Brief: Copy out, word for word, only the part of the items below that opens with the line containing "Could you please point out the brown" and runs through the final line of the items, including both of those lines.

____________________

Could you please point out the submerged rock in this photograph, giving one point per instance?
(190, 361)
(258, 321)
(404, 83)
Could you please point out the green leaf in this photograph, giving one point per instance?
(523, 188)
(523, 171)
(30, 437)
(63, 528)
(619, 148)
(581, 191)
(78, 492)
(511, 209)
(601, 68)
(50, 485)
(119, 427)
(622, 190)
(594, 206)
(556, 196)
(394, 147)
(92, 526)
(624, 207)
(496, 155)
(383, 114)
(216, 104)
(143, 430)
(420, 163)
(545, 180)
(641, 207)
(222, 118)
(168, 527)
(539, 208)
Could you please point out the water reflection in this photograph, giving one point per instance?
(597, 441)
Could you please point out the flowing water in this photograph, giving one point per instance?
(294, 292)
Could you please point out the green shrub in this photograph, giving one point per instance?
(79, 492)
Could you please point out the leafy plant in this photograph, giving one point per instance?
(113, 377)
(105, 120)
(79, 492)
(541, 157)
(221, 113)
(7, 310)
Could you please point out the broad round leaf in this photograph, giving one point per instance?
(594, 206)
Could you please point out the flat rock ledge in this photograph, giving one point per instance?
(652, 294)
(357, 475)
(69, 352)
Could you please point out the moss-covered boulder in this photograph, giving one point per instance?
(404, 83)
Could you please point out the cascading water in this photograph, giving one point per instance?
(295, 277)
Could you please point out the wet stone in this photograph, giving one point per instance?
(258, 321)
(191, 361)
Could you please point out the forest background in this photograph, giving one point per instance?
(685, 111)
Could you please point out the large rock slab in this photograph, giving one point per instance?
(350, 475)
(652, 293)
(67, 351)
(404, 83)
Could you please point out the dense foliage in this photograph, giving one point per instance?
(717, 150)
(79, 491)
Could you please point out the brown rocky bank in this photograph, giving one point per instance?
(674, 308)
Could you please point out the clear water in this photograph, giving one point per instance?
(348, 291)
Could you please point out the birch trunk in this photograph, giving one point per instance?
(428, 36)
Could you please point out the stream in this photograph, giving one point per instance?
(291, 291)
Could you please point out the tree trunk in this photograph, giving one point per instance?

____________________

Task answer:
Could you please point out the brown rocky bank in this photograph, giving one point per instance?
(674, 308)
Could you please point out the clear water in this photograph, giving one point per instance?
(348, 291)
Could you please point out the birch trunk in this photograph, giving one point per instance?
(428, 36)
Could you please point out the stream in this photograph, giving one point per instance?
(291, 291)
Could you please point out the tree trunk in this photograph, giving one point per instance?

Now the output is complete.